YOUR INSTRUCTIONS
Write out the part of the unemployment article word for word, starting at the words "Yet another is" and ending after "soul-searching, Alexander said.".

Unemployment probably won't rise as much as many people think, according to economist Tony Alexander.
One reason for that is New Zealand went into the coronavirus crisis with a shortage of labour.
"We went into this crisis with a shortage, not just of skilled motivated people, skilled unmotivated people, unskilled motivated people, but unskilled unmotivated people also," Alexander said in his latest Tony's View newsletter.
Another reason is the country has become dependent on the labour of foreigners.
"We need them to pick our fruit, prune our vines, tend to us in old folks' homes, drive equipment on our motorway construction projects, erect our multi-storey buildings and, increasingly, work in our house building sector. Without them, we have a problem," he said.
Yet another is baby boomers may decide to retire.
"Some will have been minimally connected, simply doing some work because it yielded good social connectivity. Others will have been coasting along as we all do, happy with life and seeing no need to initiate any big changes."
The pandemic has generated a wave of soul-searching, Alexander said.
"Many people seem to have decided to initiate lifestyle changes, either earlier than they were planning or which they had simply led slide."
Increasing compliance requirements for, say, electricians, may be getting beyond some people and covid-19 will push them to finally stop.
"This issue involving compliance is something I came across a couple of years ago with regard to older builders leaving the sector because of new certification requirements," Alexander said.
"The same probably applies to many people in the financial planning sector where qualification requirements have been lifted."
He noted the employment rate heading into this crisis was 67 percent compared with 65 percent ahead of the Global Financial Crisis.
"A lot of people have entered the workforce – accepted jobs – who don't have families to support but simply opted to accept a job because so many jobs were on offer."

ENTRIES PROVIDED

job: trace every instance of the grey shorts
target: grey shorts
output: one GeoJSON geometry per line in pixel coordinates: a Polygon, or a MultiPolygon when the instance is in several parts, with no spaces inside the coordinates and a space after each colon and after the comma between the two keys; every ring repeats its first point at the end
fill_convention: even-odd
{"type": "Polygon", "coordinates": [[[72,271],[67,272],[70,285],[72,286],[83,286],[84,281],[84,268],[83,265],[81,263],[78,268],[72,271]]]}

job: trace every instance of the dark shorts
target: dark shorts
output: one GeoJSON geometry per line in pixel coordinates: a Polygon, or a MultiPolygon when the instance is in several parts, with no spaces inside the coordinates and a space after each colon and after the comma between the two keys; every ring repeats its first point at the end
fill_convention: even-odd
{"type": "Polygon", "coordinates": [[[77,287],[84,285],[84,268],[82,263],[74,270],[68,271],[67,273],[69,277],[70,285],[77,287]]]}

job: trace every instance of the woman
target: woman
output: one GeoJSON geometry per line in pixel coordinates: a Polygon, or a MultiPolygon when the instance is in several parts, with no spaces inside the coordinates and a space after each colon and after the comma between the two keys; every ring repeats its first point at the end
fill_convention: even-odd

* * *

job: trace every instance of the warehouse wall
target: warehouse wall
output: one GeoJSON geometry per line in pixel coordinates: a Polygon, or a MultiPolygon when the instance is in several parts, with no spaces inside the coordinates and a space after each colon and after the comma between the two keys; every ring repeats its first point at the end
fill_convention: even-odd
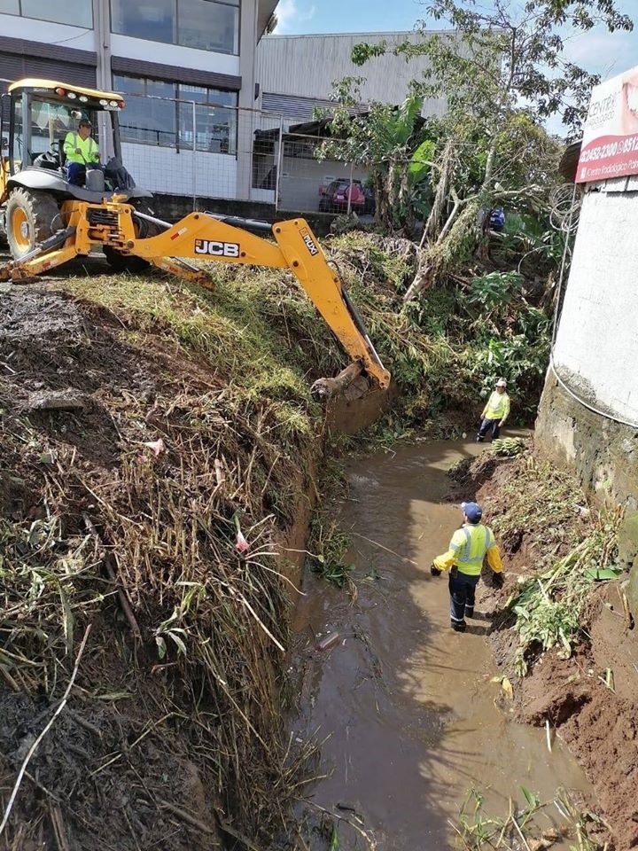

WRITTEN SOLUTION
Yet another is baby boomers may decide to retire.
"Some will have been minimally connected, simply doing some work because it yielded good social connectivity. Others will have been coasting along as we all do, happy with life and seeing no need to initiate any big changes."
The pandemic has generated a wave of soul-searching, Alexander said.